▶ _WHAT THE EXERCISE ASKS_
Rewrite every line of the items below as one numbered list, omitting any blank lines.

▶ _EXTRACTED MATERIAL_
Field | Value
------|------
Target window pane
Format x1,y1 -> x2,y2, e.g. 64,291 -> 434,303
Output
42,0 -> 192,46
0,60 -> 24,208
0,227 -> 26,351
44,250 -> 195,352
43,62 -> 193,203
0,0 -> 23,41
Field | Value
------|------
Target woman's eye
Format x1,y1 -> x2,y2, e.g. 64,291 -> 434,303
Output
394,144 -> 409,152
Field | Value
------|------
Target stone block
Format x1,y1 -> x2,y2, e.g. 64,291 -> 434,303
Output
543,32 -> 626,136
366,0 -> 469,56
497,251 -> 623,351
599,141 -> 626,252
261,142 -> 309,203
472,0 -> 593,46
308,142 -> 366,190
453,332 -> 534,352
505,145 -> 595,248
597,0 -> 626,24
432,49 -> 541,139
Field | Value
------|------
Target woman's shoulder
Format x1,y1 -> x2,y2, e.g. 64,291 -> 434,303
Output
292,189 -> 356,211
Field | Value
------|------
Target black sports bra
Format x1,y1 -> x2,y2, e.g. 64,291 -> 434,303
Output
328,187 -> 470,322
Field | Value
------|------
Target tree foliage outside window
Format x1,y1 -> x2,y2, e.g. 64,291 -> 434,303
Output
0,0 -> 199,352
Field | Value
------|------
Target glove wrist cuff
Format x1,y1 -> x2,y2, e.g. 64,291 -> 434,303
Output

▶ _EXPECTED ANSWER_
1. Field | Value
2. ------|------
3. Target window pane
4. Format x1,y1 -> x2,y2, e.g. 64,291 -> 434,303
5. Output
6. 42,0 -> 192,46
7. 0,60 -> 24,208
8. 0,227 -> 26,351
9. 44,250 -> 195,352
10. 43,62 -> 193,203
11. 0,0 -> 23,41
12. Field | Value
13. ------|------
14. Target woman's eye
15. Format x1,y1 -> x2,y2, e.g. 64,291 -> 434,303
16. Output
17. 394,144 -> 409,152
18. Field | Value
19. ------|------
20. Target stone block
21. Format x1,y1 -> x2,y2, e.g. 64,291 -> 434,303
22. Output
23. 543,32 -> 626,136
24. 366,0 -> 469,56
25. 497,251 -> 623,351
26. 599,141 -> 626,252
27. 261,142 -> 309,203
28. 472,0 -> 593,46
29. 308,142 -> 366,190
30. 453,332 -> 534,352
31. 505,145 -> 595,248
32. 597,0 -> 626,24
33. 432,49 -> 541,139
34. Field | Value
35. ------|------
36. Target woman's shoulder
37. Format x1,y1 -> x2,y2, e.g. 64,291 -> 434,303
38. Output
39. 292,189 -> 356,211
40. Field | Value
41. ------|------
42. Target black sports bra
43. Format x1,y1 -> x2,y2, e.g. 64,291 -> 434,303
44. Output
45. 328,187 -> 470,322
46. Field | Value
47. ------|------
48. Target tree foliage outside window
49. Format x1,y1 -> x2,y2, e.g. 64,291 -> 434,303
50. Output
51. 0,0 -> 199,352
52. Field | Value
53. ------|------
54. Target glove wrist cuff
55. Format x1,y1 -> x2,y2, e.g. 64,291 -> 434,303
56. Output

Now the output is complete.